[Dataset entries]

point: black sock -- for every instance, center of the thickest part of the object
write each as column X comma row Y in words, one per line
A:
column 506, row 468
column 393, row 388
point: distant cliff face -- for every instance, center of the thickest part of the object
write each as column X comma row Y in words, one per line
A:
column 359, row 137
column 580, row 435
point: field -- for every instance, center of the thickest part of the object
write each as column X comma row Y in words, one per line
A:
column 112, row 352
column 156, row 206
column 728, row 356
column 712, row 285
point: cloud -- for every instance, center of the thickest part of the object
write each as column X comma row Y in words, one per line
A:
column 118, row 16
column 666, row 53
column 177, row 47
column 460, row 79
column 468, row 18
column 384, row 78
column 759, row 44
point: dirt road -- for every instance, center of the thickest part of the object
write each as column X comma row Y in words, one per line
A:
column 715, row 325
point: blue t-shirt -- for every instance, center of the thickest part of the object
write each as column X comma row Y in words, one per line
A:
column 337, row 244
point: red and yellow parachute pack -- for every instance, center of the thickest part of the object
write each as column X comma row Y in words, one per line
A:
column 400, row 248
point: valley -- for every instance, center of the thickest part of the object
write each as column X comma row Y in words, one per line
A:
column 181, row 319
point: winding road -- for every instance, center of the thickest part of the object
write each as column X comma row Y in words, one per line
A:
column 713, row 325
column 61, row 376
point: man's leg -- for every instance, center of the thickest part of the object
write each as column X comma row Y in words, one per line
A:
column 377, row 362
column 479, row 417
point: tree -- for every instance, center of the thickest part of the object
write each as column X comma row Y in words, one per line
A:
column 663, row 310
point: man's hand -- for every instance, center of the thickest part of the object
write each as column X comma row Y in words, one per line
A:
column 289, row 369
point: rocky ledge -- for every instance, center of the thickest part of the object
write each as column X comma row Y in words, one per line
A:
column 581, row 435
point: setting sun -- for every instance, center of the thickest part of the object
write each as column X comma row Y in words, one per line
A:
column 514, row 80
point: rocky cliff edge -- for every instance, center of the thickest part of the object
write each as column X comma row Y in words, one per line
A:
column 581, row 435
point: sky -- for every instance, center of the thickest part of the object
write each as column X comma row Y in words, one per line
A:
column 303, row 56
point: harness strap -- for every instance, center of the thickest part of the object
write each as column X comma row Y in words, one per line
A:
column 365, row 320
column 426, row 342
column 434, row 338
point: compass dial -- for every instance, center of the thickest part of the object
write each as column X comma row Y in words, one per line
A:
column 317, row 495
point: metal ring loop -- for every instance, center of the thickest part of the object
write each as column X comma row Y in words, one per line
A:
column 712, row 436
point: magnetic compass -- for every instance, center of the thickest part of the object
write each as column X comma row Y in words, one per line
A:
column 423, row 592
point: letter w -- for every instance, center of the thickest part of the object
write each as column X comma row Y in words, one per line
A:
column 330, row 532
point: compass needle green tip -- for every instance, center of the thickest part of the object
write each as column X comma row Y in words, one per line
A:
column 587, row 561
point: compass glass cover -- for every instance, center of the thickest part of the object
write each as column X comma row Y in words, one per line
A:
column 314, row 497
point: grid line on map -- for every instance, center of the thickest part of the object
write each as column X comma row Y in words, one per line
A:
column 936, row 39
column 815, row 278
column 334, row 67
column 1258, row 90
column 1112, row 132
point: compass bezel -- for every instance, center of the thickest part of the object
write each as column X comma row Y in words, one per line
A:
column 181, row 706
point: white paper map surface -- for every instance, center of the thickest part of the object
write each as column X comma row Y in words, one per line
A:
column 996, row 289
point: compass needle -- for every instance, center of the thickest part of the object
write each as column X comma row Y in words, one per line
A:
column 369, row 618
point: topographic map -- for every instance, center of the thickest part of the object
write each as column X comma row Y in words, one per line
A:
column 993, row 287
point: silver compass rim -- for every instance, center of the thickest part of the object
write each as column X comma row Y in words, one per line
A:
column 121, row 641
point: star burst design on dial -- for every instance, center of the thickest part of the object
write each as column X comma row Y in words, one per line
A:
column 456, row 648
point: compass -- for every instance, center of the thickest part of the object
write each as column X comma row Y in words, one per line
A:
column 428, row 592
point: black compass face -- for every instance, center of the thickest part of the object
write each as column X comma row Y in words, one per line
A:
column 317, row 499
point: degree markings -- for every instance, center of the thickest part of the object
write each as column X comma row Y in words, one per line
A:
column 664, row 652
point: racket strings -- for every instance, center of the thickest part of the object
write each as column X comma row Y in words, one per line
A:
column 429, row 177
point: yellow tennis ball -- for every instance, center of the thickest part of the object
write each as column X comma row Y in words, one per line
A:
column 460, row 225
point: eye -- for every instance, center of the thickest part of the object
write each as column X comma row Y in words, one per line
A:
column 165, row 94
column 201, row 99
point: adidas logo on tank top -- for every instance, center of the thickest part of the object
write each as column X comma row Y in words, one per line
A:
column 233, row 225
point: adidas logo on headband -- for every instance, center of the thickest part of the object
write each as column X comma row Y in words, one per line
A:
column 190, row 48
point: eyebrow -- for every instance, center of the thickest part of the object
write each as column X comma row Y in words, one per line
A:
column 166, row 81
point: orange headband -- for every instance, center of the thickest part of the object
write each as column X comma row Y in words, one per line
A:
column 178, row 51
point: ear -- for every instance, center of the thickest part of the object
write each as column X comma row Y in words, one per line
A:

_Problem details_.
Your answer should be the lines above, from the line containing "point: rocky ledge" up to and including the line containing "point: magnetic compass", reproduced exactly and with nothing else.

_Result_.
point: rocky ledge -- for every instance, center of the thickest part of the object
write each as column X comma row Y in words, one per line
A:
column 581, row 435
point: setting sun -- for every instance, center of the thickest part of the object
write each as column X comma row Y in words, one per line
A:
column 514, row 80
point: rocky cliff edge -- for every instance, center of the thickest part of the object
write each as column X comma row Y in words, one per line
A:
column 581, row 435
point: sky -- for every instance, center of the thickest part of the object
write each as column X comma row Y in words, one per line
A:
column 303, row 56
point: harness strap -- for every instance, center of the thickest part of the object
write each as column X comma row Y in words, one per line
A:
column 365, row 320
column 426, row 342
column 434, row 338
point: compass dial -- for every instance, center of the thickest part of the object
write each as column X comma row Y in words, one per line
A:
column 317, row 495
point: metal ring loop -- for every instance, center of the thickest part of the object
write each as column X comma row Y in words, one per line
A:
column 712, row 436
point: magnetic compass -- for every instance, center of the thickest part of the object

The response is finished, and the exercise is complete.